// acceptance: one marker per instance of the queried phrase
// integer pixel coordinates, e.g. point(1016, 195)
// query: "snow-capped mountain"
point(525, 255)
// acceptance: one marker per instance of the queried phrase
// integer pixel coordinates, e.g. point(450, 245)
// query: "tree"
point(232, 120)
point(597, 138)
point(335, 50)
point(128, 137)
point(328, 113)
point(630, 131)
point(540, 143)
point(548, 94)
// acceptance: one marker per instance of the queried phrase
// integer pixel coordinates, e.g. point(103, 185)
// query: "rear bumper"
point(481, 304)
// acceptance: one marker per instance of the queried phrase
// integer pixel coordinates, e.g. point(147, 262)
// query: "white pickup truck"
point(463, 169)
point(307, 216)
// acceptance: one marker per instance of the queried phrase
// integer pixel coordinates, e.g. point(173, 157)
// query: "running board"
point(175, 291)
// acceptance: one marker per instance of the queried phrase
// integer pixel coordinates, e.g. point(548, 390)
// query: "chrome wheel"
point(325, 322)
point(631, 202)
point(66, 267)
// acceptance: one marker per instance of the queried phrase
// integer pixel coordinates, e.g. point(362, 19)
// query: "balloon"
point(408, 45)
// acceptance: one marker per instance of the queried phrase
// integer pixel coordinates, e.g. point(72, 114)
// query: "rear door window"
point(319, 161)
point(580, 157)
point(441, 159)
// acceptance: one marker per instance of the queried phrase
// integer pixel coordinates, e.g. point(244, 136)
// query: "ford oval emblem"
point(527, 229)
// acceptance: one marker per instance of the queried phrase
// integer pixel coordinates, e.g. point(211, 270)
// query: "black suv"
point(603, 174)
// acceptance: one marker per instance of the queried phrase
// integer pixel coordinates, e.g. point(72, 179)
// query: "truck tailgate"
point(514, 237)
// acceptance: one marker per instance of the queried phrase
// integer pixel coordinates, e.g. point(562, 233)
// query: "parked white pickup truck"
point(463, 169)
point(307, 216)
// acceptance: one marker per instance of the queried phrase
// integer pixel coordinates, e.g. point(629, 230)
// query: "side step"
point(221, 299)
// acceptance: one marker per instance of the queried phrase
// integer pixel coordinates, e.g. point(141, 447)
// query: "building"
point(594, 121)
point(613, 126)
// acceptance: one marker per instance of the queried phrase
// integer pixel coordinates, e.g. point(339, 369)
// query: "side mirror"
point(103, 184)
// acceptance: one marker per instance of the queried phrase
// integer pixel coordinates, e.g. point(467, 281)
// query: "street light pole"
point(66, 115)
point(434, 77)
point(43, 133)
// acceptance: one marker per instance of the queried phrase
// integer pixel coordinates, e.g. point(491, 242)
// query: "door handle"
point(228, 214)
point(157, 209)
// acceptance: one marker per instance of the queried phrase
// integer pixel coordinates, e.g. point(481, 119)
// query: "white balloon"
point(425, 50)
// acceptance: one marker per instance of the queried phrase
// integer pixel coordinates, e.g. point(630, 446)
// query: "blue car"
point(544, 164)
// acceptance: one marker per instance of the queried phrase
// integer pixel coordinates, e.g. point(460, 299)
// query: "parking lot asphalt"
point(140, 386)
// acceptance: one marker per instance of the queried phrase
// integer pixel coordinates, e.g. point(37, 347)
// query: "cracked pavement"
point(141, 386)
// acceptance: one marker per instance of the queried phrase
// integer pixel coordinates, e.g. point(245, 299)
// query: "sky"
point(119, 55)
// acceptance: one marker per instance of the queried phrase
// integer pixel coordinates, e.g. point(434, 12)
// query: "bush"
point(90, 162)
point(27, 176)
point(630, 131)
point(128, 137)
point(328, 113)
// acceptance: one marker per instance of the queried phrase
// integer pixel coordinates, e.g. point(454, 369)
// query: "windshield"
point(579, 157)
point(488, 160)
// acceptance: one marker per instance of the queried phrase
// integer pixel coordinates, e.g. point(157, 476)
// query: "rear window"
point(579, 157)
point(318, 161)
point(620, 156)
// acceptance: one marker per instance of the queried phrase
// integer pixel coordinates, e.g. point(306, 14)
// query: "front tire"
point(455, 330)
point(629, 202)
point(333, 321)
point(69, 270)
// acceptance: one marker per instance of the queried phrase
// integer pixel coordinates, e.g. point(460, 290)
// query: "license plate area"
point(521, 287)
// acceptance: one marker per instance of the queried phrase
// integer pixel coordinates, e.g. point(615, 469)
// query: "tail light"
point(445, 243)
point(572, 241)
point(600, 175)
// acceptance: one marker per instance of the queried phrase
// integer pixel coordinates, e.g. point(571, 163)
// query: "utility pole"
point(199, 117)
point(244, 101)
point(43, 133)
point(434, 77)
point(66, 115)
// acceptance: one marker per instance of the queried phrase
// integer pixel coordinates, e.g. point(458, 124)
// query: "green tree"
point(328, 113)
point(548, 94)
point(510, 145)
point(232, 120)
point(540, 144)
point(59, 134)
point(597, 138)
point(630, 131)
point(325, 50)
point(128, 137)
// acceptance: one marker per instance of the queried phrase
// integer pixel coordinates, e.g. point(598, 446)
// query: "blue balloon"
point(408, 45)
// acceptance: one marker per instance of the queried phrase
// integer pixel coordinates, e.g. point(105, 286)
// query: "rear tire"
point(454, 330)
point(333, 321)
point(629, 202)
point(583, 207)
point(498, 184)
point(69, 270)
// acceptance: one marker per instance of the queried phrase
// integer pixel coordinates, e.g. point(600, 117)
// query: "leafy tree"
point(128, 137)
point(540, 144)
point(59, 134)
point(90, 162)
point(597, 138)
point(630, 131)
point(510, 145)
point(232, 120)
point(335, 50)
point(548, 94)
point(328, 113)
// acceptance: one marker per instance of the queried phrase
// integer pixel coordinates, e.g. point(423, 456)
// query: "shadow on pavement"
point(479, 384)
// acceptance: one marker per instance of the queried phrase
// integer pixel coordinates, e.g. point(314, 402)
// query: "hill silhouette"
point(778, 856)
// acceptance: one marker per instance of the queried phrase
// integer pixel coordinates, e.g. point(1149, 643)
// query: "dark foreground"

····················

→ YOUR INSTRUCTIONS
Give all the rows above as a JSON list of strings, with one string for each line and any blank lines left out.

→ ANSWER TO THIS TASK
[
  "// acceptance: one marker per instance of the queried phrase",
  "// integer pixel coordinates, e.g. point(1016, 195)",
  "// query: \"snow-capped mountain\"",
  "point(525, 255)",
  "// acceptance: one marker per instance of the queried phrase",
  "// integer pixel coordinates, e.g. point(450, 245)",
  "// query: \"tree\"",
  "point(232, 120)",
  "point(597, 138)",
  "point(335, 50)",
  "point(128, 137)",
  "point(328, 113)",
  "point(630, 131)",
  "point(540, 143)",
  "point(548, 94)",
  "// acceptance: one marker per instance of the queried phrase",
  "// integer pixel coordinates, e.g. point(103, 185)",
  "// query: \"rear bumper\"",
  "point(481, 304)",
  "// acceptance: one marker per instance of the queried phrase",
  "// integer pixel coordinates, e.g. point(147, 262)",
  "// query: \"white pickup truck\"",
  "point(463, 169)",
  "point(307, 216)",
  "// acceptance: one marker per instance of the queried phrase",
  "// integer pixel coordinates, e.g. point(173, 157)",
  "// query: \"running board\"",
  "point(175, 291)",
  "// acceptance: one marker per instance of the queried phrase",
  "// integer pixel coordinates, e.g. point(548, 390)",
  "// query: \"chrome wheel\"",
  "point(325, 322)",
  "point(631, 202)",
  "point(66, 267)",
  "// acceptance: one marker per instance of the queried phrase",
  "// integer pixel coordinates, e.g. point(362, 19)",
  "// query: \"balloon\"",
  "point(408, 45)",
  "// acceptance: one marker per instance of the queried phrase",
  "// integer pixel coordinates, e.g. point(72, 114)",
  "// query: \"rear door window\"",
  "point(319, 161)",
  "point(580, 157)",
  "point(441, 159)",
  "// acceptance: one marker per instance of the queried phrase",
  "// integer pixel coordinates, e.g. point(244, 136)",
  "// query: \"ford oval emblem\"",
  "point(527, 229)",
  "// acceptance: one marker per instance of the queried phrase",
  "// integer pixel coordinates, e.g. point(211, 270)",
  "// query: \"black suv\"",
  "point(603, 174)",
  "// acceptance: one marker per instance of the queried phrase",
  "// integer pixel coordinates, e.g. point(72, 179)",
  "// query: \"truck tailgate\"",
  "point(514, 237)",
  "// acceptance: one marker per instance of the queried phrase",
  "// integer pixel coordinates, e.g. point(562, 233)",
  "// query: \"parked white pickup truck\"",
  "point(463, 169)",
  "point(307, 216)",
  "// acceptance: one marker per instance of the queried phrase",
  "// integer pixel coordinates, e.g. point(629, 230)",
  "// query: \"side step\"",
  "point(221, 299)",
  "// acceptance: one marker per instance of the queried phrase",
  "// integer pixel coordinates, e.g. point(141, 447)",
  "// query: \"building\"",
  "point(594, 121)",
  "point(613, 126)",
  "// acceptance: one marker per instance of the queried phrase",
  "// integer pixel coordinates, e.g. point(339, 369)",
  "// query: \"side mirror\"",
  "point(103, 184)",
  "// acceptance: one marker per instance of the queried phrase",
  "// integer pixel coordinates, e.g. point(467, 281)",
  "// query: \"street light pole\"",
  "point(66, 115)",
  "point(434, 77)",
  "point(43, 133)",
  "// acceptance: one marker per instance of the queried phrase",
  "// integer pixel coordinates, e.g. point(491, 242)",
  "// query: \"door handle\"",
  "point(228, 214)",
  "point(157, 209)",
  "// acceptance: one marker per instance of the queried phrase",
  "// integer pixel coordinates, e.g. point(481, 119)",
  "// query: \"white balloon\"",
  "point(425, 50)",
  "// acceptance: one marker per instance of the queried phrase",
  "// integer pixel coordinates, e.g. point(630, 446)",
  "// query: \"blue car\"",
  "point(544, 164)",
  "// acceptance: one marker per instance of the queried phrase",
  "// integer pixel coordinates, e.g. point(460, 299)",
  "// query: \"parking lot asphalt\"",
  "point(140, 386)",
  "// acceptance: one marker per instance of the queried phrase",
  "// integer pixel coordinates, e.g. point(37, 347)",
  "// query: \"cracked pavement\"",
  "point(141, 386)",
  "// acceptance: one marker per instance of the queried phrase",
  "// integer pixel coordinates, e.g. point(245, 299)",
  "// query: \"sky\"",
  "point(119, 55)",
  "// acceptance: one marker per instance of the queried phrase",
  "// integer pixel coordinates, e.g. point(434, 12)",
  "// query: \"bush\"",
  "point(90, 162)",
  "point(27, 176)",
  "point(630, 131)",
  "point(128, 137)",
  "point(328, 113)",
  "// acceptance: one marker per instance of the queried phrase",
  "// integer pixel coordinates, e.g. point(454, 369)",
  "// query: \"windshield\"",
  "point(579, 157)",
  "point(488, 160)",
  "// acceptance: one marker per instance of the queried phrase",
  "// integer pixel coordinates, e.g. point(157, 476)",
  "// query: \"rear window\"",
  "point(579, 157)",
  "point(318, 161)",
  "point(620, 156)",
  "// acceptance: one marker per instance of the queried phrase",
  "// integer pixel coordinates, e.g. point(306, 14)",
  "// query: \"front tire\"",
  "point(455, 330)",
  "point(629, 202)",
  "point(333, 321)",
  "point(69, 270)",
  "// acceptance: one marker per instance of the queried phrase",
  "// integer pixel coordinates, e.g. point(460, 290)",
  "// query: \"license plate area\"",
  "point(521, 287)",
  "// acceptance: one marker per instance of the queried phrase",
  "// integer pixel coordinates, e.g. point(615, 469)",
  "// query: \"tail light\"",
  "point(445, 243)",
  "point(572, 241)",
  "point(600, 175)",
  "// acceptance: one marker per instance of the queried phrase",
  "// integer pixel coordinates, e.g. point(571, 163)",
  "// query: \"utility pole\"",
  "point(199, 117)",
  "point(244, 101)",
  "point(43, 133)",
  "point(434, 77)",
  "point(66, 115)",
  "// acceptance: one marker per instance of the queried phrase",
  "// integer pixel coordinates, e.g. point(458, 124)",
  "// query: \"green tree\"",
  "point(328, 113)",
  "point(548, 94)",
  "point(510, 145)",
  "point(232, 120)",
  "point(540, 144)",
  "point(59, 134)",
  "point(597, 138)",
  "point(630, 131)",
  "point(325, 50)",
  "point(128, 137)",
  "// acceptance: one marker per instance of the queried phrase",
  "// integer pixel coordinates, e.g. point(598, 446)",
  "// query: \"blue balloon\"",
  "point(408, 45)",
  "// acceptance: one marker per instance of the queried phrase",
  "// integer pixel coordinates, e.g. point(105, 286)",
  "// query: \"rear tire\"",
  "point(454, 330)",
  "point(333, 321)",
  "point(629, 202)",
  "point(583, 207)",
  "point(498, 184)",
  "point(69, 270)",
  "// acceptance: one marker per instance of the queried phrase",
  "// integer pixel coordinates, e.g. point(600, 117)",
  "// query: \"leafy tree\"",
  "point(128, 137)",
  "point(540, 144)",
  "point(59, 134)",
  "point(90, 162)",
  "point(597, 138)",
  "point(630, 131)",
  "point(510, 145)",
  "point(232, 120)",
  "point(335, 50)",
  "point(548, 94)",
  "point(328, 113)",
  "// acceptance: one marker per instance of the queried phrase",
  "// integer pixel coordinates, e.g. point(423, 456)",
  "// query: \"shadow on pavement\"",
  "point(479, 384)",
  "// acceptance: one marker per instance of the queried phrase",
  "// integer pixel coordinates, e.g. point(314, 402)",
  "// query: \"hill silhouette\"",
  "point(778, 856)",
  "// acceptance: one marker per instance of the queried phrase",
  "// integer pixel coordinates, e.g. point(1149, 643)",
  "// query: \"dark foreground\""
]